● **Reading text**:
---

Great White Rising: Shark Population Up on Both Coasts

Jun 21, 2014 10:59 AM EDT | Jordan Ecarma

Despite fears that the species has been declining, the great white shark population appears to be rising on both the east and west coasts of the U.S., according to new research.

Sometimes growing to more than 20 feet in length, great whites tend to be loners that don't frequently cluster together, making them difficult to track.

"They're rare animals," said lead study author Tobey Curtis, as quoted by Live Science. "They're not commonly seen, and it takes a lot of effort to track down verified records of sightings and fishery captures."

Curtis, a shark researcher at the National Oceanic and Atmospheric Administration's Greater Atlantic Regional Fisheries Office in Gloucester, Mass., headed a study on great whites off the East Coast that was published in the journal PLOS ONE this month.

The findings indicate that conservation efforts have helped the great white population to grow. The species was put on state and federal endangered lists after dangerously low population numbers were documented in a 2011 Stanford University study, Reuters reported.

---

● **Dataset content**:
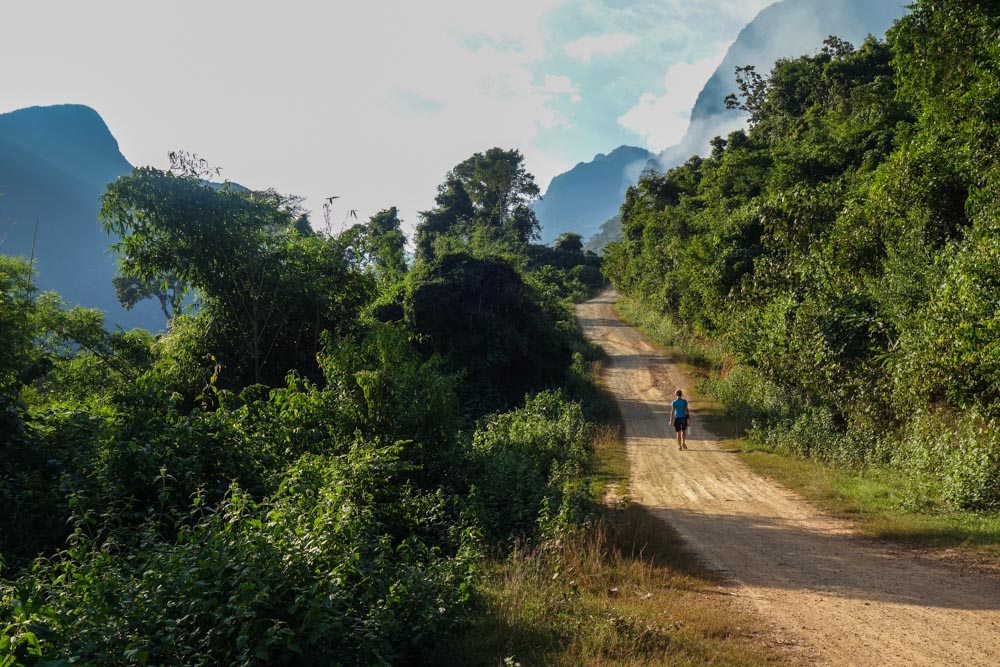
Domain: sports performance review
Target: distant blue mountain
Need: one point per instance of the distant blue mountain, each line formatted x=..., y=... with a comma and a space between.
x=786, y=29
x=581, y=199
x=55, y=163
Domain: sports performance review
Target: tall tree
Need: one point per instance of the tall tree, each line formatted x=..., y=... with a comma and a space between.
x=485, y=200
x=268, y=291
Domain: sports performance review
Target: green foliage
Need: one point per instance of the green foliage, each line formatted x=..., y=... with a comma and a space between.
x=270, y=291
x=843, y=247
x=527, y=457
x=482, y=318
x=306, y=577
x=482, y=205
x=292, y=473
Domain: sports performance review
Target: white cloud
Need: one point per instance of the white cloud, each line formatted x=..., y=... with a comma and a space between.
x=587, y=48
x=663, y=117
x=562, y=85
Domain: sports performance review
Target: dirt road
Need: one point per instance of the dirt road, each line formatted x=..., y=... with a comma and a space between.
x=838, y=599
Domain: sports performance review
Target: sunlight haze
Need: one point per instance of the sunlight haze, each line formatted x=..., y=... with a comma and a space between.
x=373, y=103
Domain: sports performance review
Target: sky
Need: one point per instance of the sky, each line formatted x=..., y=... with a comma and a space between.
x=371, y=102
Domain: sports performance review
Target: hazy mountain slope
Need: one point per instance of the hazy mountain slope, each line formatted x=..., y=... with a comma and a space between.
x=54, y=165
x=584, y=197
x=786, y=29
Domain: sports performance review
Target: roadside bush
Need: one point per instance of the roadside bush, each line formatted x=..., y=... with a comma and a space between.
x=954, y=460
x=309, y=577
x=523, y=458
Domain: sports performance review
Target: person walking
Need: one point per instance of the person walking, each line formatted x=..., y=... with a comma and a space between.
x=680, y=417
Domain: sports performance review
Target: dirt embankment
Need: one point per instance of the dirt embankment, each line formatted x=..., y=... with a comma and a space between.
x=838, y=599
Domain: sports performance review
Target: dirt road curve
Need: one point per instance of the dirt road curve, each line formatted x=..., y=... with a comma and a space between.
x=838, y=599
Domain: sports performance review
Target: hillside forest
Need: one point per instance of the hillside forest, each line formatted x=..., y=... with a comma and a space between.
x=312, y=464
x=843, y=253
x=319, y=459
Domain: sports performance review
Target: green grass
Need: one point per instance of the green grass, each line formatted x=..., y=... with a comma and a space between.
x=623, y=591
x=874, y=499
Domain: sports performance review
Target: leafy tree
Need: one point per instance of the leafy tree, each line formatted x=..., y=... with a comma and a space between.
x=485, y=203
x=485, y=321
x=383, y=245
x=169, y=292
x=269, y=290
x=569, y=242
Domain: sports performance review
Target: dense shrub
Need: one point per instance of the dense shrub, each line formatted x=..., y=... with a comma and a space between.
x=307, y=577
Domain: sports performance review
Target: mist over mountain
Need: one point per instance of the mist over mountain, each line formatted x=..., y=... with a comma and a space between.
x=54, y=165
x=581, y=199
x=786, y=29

---

● **Exercise**: Rewrite the shark article between "Despite fears that" and "to new research.", inclusive, substituting "shrinking" for "declining". The rows above are separate material, unrelated to the shark article.

● **Reply to the task**:
Despite fears that the species has been shrinking, the great white shark population appears to be rising on both the east and west coasts of the U.S., according to new research.